> [Exercise prompt]: Extract every line of the material below that contains the word "shirt", copying each line in full.

> [Items]:
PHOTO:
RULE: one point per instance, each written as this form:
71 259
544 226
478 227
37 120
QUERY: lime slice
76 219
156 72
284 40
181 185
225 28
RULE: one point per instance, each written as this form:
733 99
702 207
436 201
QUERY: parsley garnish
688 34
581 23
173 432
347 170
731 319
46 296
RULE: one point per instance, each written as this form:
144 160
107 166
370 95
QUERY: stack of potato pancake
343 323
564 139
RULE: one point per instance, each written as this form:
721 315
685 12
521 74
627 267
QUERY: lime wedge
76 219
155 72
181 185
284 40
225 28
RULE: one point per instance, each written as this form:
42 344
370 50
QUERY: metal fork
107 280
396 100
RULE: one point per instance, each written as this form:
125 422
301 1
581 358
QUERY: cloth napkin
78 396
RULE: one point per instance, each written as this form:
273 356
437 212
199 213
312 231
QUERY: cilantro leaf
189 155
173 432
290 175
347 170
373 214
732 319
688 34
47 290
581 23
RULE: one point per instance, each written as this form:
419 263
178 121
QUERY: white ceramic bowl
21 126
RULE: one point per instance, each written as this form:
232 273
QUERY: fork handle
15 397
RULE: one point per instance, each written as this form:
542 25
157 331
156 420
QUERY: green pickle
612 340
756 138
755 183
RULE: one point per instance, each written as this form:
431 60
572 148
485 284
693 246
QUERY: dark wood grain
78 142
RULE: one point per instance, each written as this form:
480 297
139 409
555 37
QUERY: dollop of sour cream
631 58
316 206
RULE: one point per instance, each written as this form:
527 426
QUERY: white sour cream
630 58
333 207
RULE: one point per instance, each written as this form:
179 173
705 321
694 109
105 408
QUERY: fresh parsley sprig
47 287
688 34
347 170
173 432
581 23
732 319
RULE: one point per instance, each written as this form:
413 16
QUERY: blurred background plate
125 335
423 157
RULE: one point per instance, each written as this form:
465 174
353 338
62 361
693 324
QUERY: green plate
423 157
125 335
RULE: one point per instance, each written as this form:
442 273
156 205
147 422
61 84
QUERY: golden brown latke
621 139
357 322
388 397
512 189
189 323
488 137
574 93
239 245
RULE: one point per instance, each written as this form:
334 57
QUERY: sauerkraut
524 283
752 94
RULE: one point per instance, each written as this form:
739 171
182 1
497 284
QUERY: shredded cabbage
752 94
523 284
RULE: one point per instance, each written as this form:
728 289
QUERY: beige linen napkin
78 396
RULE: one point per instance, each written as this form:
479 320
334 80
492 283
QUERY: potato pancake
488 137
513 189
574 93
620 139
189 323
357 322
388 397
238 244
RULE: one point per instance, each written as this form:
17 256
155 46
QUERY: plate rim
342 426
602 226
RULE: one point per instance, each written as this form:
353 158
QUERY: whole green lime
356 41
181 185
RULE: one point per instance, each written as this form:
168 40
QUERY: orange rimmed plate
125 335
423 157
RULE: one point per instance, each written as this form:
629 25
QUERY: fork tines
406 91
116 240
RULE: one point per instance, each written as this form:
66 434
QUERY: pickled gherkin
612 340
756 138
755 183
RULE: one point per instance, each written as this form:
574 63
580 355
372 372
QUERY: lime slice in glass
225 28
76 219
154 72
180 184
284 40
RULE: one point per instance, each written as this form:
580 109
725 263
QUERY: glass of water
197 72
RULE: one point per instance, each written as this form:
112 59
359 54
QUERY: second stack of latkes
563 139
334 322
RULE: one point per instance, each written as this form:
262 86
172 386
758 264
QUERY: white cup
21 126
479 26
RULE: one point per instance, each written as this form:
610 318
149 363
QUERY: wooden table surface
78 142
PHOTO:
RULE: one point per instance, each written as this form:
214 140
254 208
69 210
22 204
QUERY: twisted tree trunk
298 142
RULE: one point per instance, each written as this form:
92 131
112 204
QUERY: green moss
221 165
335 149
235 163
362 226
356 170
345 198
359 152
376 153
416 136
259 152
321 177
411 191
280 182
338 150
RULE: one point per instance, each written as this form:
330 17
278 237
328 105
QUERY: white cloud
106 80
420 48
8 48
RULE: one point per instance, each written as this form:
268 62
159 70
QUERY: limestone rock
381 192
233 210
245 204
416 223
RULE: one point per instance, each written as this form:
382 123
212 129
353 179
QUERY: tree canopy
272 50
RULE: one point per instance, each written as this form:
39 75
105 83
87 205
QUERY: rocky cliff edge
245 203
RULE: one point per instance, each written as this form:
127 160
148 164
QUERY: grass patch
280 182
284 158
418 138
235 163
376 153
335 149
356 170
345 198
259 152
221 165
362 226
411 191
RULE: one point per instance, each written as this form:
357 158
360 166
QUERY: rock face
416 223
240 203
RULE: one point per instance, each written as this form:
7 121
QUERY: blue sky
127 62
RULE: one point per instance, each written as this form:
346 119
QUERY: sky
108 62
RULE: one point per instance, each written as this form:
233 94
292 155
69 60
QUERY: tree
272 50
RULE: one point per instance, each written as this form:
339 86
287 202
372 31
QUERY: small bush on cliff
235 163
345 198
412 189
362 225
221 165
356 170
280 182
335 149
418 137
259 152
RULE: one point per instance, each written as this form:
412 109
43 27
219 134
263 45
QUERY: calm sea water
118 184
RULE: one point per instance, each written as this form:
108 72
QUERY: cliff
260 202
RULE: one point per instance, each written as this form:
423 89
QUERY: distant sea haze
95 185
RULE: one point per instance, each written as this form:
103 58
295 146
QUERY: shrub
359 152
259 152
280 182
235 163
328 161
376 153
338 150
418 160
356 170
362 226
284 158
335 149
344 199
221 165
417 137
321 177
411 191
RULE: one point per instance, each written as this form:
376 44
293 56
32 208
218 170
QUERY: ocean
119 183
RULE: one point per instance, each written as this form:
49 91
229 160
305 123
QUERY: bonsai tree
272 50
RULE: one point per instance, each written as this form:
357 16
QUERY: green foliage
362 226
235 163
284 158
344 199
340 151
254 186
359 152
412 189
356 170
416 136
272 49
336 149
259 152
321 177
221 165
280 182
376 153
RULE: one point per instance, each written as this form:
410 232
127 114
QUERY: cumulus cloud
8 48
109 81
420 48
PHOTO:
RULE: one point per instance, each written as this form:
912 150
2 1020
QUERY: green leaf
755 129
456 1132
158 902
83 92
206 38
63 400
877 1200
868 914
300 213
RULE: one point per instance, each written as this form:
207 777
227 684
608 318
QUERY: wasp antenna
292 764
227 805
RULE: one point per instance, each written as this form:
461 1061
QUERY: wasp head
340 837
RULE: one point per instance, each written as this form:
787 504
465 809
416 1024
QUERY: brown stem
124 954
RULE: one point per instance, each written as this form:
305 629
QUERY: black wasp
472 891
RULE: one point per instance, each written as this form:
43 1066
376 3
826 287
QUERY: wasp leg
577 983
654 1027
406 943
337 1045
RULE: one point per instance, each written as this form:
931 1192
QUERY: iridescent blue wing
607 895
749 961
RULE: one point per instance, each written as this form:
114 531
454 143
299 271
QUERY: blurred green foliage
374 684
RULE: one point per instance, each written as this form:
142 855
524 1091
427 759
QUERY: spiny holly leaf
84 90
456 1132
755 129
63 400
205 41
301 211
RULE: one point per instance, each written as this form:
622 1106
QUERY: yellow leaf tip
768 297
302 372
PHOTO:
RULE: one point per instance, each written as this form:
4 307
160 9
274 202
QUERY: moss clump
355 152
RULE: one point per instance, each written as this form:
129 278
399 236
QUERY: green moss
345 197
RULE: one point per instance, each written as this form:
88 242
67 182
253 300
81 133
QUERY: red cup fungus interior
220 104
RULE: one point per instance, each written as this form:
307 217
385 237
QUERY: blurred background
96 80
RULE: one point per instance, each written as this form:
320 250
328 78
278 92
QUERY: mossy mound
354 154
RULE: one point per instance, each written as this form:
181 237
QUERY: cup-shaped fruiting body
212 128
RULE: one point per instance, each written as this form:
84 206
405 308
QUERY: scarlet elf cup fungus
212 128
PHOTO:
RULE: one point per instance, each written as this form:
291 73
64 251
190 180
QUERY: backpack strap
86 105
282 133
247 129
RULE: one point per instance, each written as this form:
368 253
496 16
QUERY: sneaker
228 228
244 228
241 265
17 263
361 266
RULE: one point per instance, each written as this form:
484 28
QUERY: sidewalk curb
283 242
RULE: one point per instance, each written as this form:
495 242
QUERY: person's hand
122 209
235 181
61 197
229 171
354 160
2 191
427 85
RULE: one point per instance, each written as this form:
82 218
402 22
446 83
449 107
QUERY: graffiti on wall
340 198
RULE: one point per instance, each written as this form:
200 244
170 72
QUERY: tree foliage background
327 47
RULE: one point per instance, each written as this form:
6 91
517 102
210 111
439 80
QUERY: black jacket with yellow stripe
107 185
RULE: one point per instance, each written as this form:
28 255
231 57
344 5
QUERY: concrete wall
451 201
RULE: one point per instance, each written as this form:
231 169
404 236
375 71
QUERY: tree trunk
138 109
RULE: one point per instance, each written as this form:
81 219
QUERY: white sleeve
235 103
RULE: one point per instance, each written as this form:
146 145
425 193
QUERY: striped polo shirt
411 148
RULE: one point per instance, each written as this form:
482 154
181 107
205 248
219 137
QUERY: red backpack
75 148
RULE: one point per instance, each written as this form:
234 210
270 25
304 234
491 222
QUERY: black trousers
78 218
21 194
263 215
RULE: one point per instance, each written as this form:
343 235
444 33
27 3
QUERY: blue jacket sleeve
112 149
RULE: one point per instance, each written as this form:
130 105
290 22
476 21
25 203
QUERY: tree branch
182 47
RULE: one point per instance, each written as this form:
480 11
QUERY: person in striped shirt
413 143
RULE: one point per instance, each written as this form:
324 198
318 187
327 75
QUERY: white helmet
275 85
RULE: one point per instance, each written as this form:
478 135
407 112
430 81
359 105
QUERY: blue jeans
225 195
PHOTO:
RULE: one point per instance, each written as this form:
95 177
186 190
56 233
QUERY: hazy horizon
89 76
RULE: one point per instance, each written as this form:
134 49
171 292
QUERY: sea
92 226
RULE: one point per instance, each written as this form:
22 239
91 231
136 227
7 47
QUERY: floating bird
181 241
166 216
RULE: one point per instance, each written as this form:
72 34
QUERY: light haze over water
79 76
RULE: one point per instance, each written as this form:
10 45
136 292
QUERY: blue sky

> [Written reply]:
QUERY: striped polo shirt
QUERY: person in striped shirt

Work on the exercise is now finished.